使用Kubeadm搭建Kubernetes(1.12.2)集群

Kubeadm是Kubernetes官方提供的用于快速安装Kubernetes集群的工具，伴随Kubernetes每个版本的发布都会同步更新，在2018年将进入GA状态，说明离生产环境中使用的距离越来越近了。

使用Kubeadm搭建Kubernetes集群本来是件很简单的事，但由于众所周知的原因，在中国大陆是无法访问 k8s.gcr.io的。这就使我们无法按照官方的教程来创建集群。而国内的教程参差不齐，大多也无法运行成功，我也是踩了很多坑，才部署成功，故在此分享出来。

准备

多台Ubuntu 16.04+、CentOS 7或HypriotOSv1.0.1+ 系统。
每台机器最少2GB内存，2CPUs。
集群中所有机器之间网络连接正常。
打开相应的端口，详见：Check required ports。

关闭防火墙和selinux。

** 任务要求 **
按这篇Kubeadm集群搭建教程的要求，每台机器最少需要多少内存和CPU？

** 所给材料 **
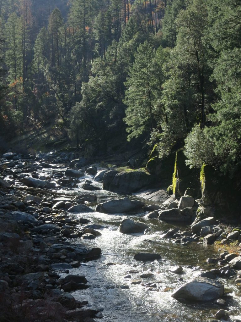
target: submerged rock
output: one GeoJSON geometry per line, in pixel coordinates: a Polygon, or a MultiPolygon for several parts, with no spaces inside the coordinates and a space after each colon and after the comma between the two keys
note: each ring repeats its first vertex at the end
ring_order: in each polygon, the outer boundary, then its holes
{"type": "Polygon", "coordinates": [[[100,204],[96,207],[96,211],[112,213],[128,212],[139,209],[145,205],[145,203],[139,200],[130,200],[127,197],[123,199],[109,200],[100,204]]]}
{"type": "Polygon", "coordinates": [[[224,286],[222,283],[206,278],[197,277],[174,290],[172,297],[207,302],[219,298],[224,292],[224,286]]]}
{"type": "Polygon", "coordinates": [[[134,232],[143,232],[148,226],[139,222],[135,221],[129,218],[122,220],[120,226],[120,231],[124,234],[131,234],[134,232]]]}

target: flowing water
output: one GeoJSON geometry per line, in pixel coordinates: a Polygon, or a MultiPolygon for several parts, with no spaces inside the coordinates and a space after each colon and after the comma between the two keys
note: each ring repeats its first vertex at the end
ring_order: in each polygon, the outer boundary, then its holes
{"type": "MultiPolygon", "coordinates": [[[[46,169],[43,171],[43,174],[46,175],[58,170],[46,169]]],[[[86,175],[80,181],[83,182],[86,179],[93,178],[86,175]]],[[[94,184],[102,186],[101,183],[95,183],[94,184]]],[[[75,194],[82,194],[89,192],[80,188],[75,189],[74,192],[75,194]]],[[[97,204],[123,196],[103,190],[90,193],[97,195],[97,204]]],[[[134,198],[134,196],[131,197],[134,198]]],[[[95,205],[93,205],[92,207],[94,209],[95,205]]],[[[200,270],[214,268],[215,266],[207,264],[206,260],[209,257],[218,257],[218,252],[212,246],[202,243],[192,243],[183,246],[174,244],[171,240],[160,238],[161,231],[174,226],[157,219],[143,218],[147,213],[127,215],[126,214],[94,212],[71,215],[73,218],[87,218],[91,221],[91,223],[101,224],[104,227],[100,230],[101,236],[85,242],[90,247],[101,248],[101,256],[94,260],[82,263],[78,268],[71,270],[72,274],[84,275],[89,281],[90,287],[86,289],[77,290],[73,295],[77,299],[88,300],[90,307],[102,308],[103,320],[106,322],[201,322],[213,317],[220,308],[217,306],[196,302],[182,302],[173,298],[171,296],[174,289],[183,283],[183,282],[179,280],[180,277],[185,282],[200,270]],[[145,235],[126,235],[120,233],[118,229],[120,223],[127,217],[147,224],[151,228],[151,232],[145,235]],[[151,262],[134,260],[134,255],[140,252],[158,253],[162,259],[151,262]],[[107,265],[108,263],[114,265],[107,265]],[[169,271],[173,267],[179,265],[184,269],[181,275],[169,271]],[[140,279],[142,283],[156,283],[158,291],[149,290],[141,285],[130,284],[133,280],[139,279],[139,275],[149,269],[154,276],[148,279],[140,279]],[[129,271],[131,272],[128,272],[129,271]],[[124,278],[129,274],[131,278],[124,278]]],[[[83,242],[81,238],[69,241],[83,242]]],[[[63,274],[63,276],[65,275],[63,274]]],[[[235,283],[235,279],[220,279],[229,289],[228,295],[225,299],[233,318],[235,317],[238,317],[241,312],[240,289],[235,283]]],[[[239,317],[241,318],[240,316],[239,317]]]]}

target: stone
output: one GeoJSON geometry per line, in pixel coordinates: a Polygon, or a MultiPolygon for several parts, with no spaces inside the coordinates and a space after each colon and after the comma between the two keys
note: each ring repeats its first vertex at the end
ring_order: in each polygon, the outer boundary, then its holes
{"type": "Polygon", "coordinates": [[[170,271],[175,274],[180,274],[182,272],[183,269],[181,266],[175,266],[170,270],[170,271]]]}
{"type": "Polygon", "coordinates": [[[189,216],[183,215],[180,209],[177,208],[160,210],[158,212],[159,216],[158,219],[160,220],[164,221],[185,222],[188,221],[190,219],[189,216]]]}
{"type": "Polygon", "coordinates": [[[209,245],[213,244],[216,240],[216,236],[212,234],[209,234],[203,238],[203,242],[209,245]]]}
{"type": "Polygon", "coordinates": [[[85,175],[85,174],[81,171],[74,170],[72,169],[67,169],[65,172],[65,175],[72,178],[81,178],[85,175]]]}
{"type": "Polygon", "coordinates": [[[131,200],[127,197],[123,199],[109,200],[96,206],[96,211],[112,213],[121,213],[140,209],[145,203],[139,200],[131,200]]]}
{"type": "Polygon", "coordinates": [[[70,213],[93,213],[94,210],[85,204],[79,204],[71,207],[68,211],[70,213]]]}
{"type": "Polygon", "coordinates": [[[206,278],[194,277],[175,290],[172,297],[192,301],[208,302],[219,298],[224,293],[224,286],[217,281],[206,278]]]}
{"type": "Polygon", "coordinates": [[[39,223],[39,221],[30,213],[22,211],[13,211],[9,213],[12,218],[16,221],[20,221],[24,223],[31,223],[35,225],[39,223]]]}
{"type": "Polygon", "coordinates": [[[190,196],[183,196],[181,197],[178,204],[178,209],[192,208],[194,204],[194,199],[190,196]]]}
{"type": "Polygon", "coordinates": [[[97,173],[97,168],[96,166],[89,166],[87,168],[86,173],[91,175],[95,175],[97,173]]]}
{"type": "Polygon", "coordinates": [[[120,232],[124,234],[143,232],[148,228],[148,226],[145,224],[127,218],[121,222],[120,232]]]}
{"type": "Polygon", "coordinates": [[[229,263],[232,268],[236,270],[241,269],[241,256],[238,256],[230,260],[229,263]]]}
{"type": "Polygon", "coordinates": [[[199,232],[203,227],[210,226],[216,223],[216,221],[214,217],[208,217],[197,223],[194,221],[192,225],[192,230],[193,233],[199,232]]]}
{"type": "MultiPolygon", "coordinates": [[[[103,184],[104,177],[103,178],[103,184]]],[[[155,181],[154,177],[140,169],[124,171],[117,173],[109,184],[108,190],[114,192],[131,194],[148,186],[155,181]]]]}
{"type": "Polygon", "coordinates": [[[55,188],[56,187],[55,183],[44,181],[43,180],[40,180],[40,179],[34,178],[23,178],[22,179],[22,181],[28,187],[31,187],[32,188],[40,188],[43,189],[45,187],[49,189],[51,188],[55,188]]]}
{"type": "Polygon", "coordinates": [[[239,233],[237,231],[232,232],[230,232],[230,233],[228,234],[227,237],[227,239],[233,239],[236,240],[238,239],[239,235],[239,233]]]}
{"type": "Polygon", "coordinates": [[[95,181],[97,181],[98,182],[102,181],[104,175],[109,171],[109,170],[106,169],[105,170],[101,170],[100,171],[98,171],[96,175],[95,176],[94,180],[95,181]]]}
{"type": "Polygon", "coordinates": [[[3,154],[2,157],[3,159],[6,159],[7,160],[10,160],[13,159],[14,156],[16,155],[17,153],[14,153],[13,152],[8,152],[3,154]]]}
{"type": "Polygon", "coordinates": [[[138,253],[135,254],[134,259],[136,260],[142,260],[143,261],[152,261],[156,260],[161,259],[161,257],[159,254],[153,253],[138,253]]]}
{"type": "Polygon", "coordinates": [[[55,232],[60,232],[61,227],[57,225],[54,225],[52,223],[44,224],[37,227],[34,227],[31,230],[32,232],[40,232],[43,230],[53,230],[55,232]]]}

** 书面回答 **
每台机器最少需要2GB内存和2个CPU。